§ Article:
▬▬▬▬▬▬▬▬▬▬

SpectData / MONAH_Earnings_Call

0 stars 0 forks source link

Google Speech to Text Verbatim #1

Closed joshkyh closed 3 years ago

joshkyh commented 3 years ago

Download the entire data set. https://github.com/GeminiLn/EarningsCall_Dataset

And get verbatim and store it in the database.

joshkyh commented 3 years ago

@mfmakahiya

Hi Marriane,

I'm sorry for the disruption, but I have received the files for

MAEC: A Multimodal Aligned Earnings Conference Call Dataset for Financial Risk Prediction

https://dl.acm.org/doi/pdf/10.1145/3340531.3412879?casa_token=dnlAKBHQmoIAAAAA:wxY7uCypXnX11tSxnDysfM5OOwAMLxpWn_gpNH7-pCkeE5n_6sf6ltvg13UZDLCTaOAKDut3gL5iaA

Please read their paper too. I like this paper slightly better because of (1) the size and (2) they included everyone on the management team, not just the CEO as per Lin, (but not the equity analysts/ questioners which I would like). Nevertheless, I am going to pivot us to work on this new MAEC dataset. For now, just assume that there is one speaker, the "executive" said, "blabla". Although there are multiple managers in the transcript, I don't think it is easy to identify each manager -- anyway, I'm less interested about improving MONAH textual transcript now, but more interested in integrating external information via graphs.

▬▬▬▬▬▬▬▬▬▬

§ Information shown:
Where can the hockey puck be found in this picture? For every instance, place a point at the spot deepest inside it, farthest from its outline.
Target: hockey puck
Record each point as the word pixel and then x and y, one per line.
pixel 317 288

▬▬▬▬▬▬▬▬▬▬

§ Exercise brief: Reproduce the issue thread about Google Speech to Text verbatim in full, keeping every word and link unchanged.

§ Solution to this exercise:
SpectData / MONAH_Earnings_Call

0 stars 0 forks source link

Google Speech to Text Verbatim #1

Closed joshkyh closed 3 years ago

joshkyh commented 3 years ago

Download the entire data set. https://github.com/GeminiLn/EarningsCall_Dataset

And get verbatim and store it in the database.

joshkyh commented 3 years ago

@mfmakahiya

Hi Marriane,

I'm sorry for the disruption, but I have received the files for

MAEC: A Multimodal Aligned Earnings Conference Call Dataset for Financial Risk Prediction

https://dl.acm.org/doi/pdf/10.1145/3340531.3412879?casa_token=dnlAKBHQmoIAAAAA:wxY7uCypXnX11tSxnDysfM5OOwAMLxpWn_gpNH7-pCkeE5n_6sf6ltvg13UZDLCTaOAKDut3gL5iaA

Please read their paper too. I like this paper slightly better because of (1) the size and (2) they included everyone on the management team, not just the CEO as per Lin, (but not the equity analysts/ questioners which I would like). Nevertheless, I am going to pivot us to work on this new MAEC dataset. For now, just assume that there is one speaker, the "executive" said, "blabla". Although there are multiple managers in the transcript, I don't think it is easy to identify each manager -- anyway, I'm less interested about improving MONAH textual transcript now, but more interested in integrating external information via graphs.